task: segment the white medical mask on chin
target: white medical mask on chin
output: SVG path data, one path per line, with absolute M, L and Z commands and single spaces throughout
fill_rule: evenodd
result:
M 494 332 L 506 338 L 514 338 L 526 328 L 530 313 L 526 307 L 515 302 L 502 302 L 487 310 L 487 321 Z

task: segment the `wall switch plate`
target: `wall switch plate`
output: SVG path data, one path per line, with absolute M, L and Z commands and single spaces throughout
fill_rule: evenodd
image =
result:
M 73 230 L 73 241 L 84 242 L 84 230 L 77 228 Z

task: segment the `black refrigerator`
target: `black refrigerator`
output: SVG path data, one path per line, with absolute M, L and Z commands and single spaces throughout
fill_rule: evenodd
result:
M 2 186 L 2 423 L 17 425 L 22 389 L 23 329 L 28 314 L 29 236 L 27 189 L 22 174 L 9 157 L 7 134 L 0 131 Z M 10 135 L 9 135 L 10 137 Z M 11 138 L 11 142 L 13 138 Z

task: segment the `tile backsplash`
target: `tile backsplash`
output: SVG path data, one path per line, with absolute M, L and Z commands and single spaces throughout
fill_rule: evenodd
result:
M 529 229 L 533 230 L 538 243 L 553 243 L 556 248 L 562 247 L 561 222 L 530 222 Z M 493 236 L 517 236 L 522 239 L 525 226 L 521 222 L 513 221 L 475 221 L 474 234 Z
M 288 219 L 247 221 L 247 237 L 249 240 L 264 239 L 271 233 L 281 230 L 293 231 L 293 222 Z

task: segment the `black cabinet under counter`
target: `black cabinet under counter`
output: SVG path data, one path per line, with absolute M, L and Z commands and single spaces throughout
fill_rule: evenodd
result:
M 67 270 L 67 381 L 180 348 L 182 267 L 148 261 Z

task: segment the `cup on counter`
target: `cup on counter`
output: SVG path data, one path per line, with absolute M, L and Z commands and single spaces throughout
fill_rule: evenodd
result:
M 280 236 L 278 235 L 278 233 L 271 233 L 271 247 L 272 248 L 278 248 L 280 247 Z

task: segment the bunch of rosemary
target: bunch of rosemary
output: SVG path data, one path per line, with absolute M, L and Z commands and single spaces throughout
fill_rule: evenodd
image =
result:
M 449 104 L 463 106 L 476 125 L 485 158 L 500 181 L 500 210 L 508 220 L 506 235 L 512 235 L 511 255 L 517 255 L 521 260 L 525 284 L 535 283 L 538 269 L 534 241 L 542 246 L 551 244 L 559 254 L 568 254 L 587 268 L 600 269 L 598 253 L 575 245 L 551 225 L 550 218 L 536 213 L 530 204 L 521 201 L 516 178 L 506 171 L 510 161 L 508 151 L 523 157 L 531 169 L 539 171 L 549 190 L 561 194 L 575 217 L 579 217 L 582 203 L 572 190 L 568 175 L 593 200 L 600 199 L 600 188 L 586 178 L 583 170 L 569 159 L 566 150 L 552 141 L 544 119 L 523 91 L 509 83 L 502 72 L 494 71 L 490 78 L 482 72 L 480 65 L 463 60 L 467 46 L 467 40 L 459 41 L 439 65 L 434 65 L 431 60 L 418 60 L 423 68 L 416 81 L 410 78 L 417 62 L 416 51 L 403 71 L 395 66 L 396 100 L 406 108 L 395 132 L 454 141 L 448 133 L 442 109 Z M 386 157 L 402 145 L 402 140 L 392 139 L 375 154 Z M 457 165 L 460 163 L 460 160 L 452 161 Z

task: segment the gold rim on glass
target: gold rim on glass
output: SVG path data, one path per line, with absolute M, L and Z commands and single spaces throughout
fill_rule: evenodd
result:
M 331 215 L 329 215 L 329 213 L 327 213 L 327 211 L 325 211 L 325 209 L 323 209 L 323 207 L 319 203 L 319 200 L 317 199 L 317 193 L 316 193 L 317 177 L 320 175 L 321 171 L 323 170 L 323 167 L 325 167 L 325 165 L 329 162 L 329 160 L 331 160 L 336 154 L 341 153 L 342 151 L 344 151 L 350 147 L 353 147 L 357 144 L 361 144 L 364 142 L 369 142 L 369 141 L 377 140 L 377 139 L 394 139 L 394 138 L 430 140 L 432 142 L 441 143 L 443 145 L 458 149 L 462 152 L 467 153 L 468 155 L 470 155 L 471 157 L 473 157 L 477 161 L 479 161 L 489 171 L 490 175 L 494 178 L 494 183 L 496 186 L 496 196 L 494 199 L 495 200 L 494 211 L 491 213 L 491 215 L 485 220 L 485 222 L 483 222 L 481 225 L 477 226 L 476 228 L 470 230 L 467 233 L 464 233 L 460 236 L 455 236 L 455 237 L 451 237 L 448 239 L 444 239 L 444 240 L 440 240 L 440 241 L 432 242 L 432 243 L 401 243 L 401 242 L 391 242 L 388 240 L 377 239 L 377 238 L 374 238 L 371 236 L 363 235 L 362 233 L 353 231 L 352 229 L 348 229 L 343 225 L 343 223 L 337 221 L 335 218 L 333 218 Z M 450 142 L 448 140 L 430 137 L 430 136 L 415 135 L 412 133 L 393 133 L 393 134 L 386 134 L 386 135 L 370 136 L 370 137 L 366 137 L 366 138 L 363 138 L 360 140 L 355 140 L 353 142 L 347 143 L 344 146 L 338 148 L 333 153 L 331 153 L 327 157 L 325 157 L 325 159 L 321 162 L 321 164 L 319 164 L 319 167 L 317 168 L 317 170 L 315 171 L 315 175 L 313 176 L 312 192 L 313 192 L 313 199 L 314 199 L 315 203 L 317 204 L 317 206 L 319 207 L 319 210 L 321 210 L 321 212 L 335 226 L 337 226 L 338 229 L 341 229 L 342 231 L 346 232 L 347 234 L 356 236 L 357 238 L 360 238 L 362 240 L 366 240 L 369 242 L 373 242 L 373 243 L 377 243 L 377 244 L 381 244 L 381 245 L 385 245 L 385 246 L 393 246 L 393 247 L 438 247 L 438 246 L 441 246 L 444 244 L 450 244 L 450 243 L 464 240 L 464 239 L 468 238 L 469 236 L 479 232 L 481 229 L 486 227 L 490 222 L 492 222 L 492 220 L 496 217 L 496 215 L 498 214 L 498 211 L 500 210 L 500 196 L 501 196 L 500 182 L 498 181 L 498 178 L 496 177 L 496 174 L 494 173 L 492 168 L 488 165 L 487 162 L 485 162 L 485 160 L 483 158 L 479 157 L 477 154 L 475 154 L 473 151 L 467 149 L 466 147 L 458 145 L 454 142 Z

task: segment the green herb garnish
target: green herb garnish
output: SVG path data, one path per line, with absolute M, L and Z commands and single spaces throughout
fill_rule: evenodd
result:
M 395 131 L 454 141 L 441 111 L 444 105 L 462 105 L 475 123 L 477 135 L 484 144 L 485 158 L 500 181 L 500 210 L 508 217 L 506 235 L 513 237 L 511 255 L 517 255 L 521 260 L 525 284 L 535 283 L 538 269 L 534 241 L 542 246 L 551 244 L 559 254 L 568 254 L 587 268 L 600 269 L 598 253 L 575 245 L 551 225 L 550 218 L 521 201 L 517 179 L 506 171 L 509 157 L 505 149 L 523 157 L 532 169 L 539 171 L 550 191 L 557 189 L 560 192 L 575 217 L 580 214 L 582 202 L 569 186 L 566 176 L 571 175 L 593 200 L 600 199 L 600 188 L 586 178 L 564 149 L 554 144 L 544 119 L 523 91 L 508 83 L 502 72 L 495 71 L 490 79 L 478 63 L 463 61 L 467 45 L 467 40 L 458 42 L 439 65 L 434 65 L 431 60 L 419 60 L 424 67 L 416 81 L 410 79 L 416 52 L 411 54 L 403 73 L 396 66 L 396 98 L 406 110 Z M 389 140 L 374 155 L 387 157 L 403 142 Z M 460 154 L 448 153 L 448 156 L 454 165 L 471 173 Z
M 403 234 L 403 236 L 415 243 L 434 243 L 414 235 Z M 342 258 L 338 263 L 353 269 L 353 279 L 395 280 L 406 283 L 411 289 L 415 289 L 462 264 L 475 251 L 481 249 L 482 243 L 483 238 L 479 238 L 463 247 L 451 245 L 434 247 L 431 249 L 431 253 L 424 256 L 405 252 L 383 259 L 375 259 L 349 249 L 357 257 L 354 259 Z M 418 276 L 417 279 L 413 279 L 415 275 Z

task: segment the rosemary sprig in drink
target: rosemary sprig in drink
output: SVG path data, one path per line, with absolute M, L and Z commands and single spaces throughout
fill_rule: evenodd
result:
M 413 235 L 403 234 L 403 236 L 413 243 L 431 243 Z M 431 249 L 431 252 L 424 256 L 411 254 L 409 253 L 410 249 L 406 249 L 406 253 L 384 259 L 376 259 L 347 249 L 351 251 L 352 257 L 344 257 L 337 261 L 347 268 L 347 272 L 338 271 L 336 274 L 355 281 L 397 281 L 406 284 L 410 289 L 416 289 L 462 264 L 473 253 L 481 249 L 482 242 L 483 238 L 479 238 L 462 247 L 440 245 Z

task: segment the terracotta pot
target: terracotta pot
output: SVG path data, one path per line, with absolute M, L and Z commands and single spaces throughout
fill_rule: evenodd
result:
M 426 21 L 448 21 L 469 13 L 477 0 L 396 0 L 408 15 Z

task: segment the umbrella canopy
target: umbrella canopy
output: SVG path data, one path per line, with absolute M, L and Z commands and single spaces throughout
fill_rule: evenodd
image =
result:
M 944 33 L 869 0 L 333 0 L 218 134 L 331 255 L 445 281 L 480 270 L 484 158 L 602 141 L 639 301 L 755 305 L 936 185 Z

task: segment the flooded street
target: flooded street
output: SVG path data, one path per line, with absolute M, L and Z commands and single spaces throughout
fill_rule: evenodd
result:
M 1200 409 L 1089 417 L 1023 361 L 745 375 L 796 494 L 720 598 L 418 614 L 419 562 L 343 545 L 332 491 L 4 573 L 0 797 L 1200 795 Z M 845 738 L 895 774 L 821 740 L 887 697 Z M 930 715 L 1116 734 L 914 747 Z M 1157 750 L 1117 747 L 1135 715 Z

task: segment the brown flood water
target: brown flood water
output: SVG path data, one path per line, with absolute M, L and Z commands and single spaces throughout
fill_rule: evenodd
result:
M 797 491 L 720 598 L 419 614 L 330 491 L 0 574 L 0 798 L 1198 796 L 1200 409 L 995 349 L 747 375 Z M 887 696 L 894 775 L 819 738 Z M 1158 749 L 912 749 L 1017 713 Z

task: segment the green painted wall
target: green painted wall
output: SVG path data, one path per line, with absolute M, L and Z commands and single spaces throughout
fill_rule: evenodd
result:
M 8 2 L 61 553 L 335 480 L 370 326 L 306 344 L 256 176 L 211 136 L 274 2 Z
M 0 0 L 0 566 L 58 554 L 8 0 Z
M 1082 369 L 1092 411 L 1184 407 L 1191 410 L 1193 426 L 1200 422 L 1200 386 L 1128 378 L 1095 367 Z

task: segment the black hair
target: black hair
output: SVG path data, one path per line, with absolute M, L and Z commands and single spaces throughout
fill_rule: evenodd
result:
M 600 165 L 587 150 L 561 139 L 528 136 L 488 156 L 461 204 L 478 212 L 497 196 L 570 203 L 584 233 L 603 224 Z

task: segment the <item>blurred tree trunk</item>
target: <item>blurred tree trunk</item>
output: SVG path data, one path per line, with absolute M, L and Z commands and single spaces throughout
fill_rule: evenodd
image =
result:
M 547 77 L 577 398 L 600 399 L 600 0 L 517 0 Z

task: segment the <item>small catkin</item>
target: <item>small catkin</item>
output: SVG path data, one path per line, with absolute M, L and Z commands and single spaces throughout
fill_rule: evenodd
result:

········

TASK REQUIREMENTS: Lines with the string "terracotta": pick each one out of the material and return it.

EXPECTED OUTPUT:
task: segment the terracotta pot
target: terracotta pot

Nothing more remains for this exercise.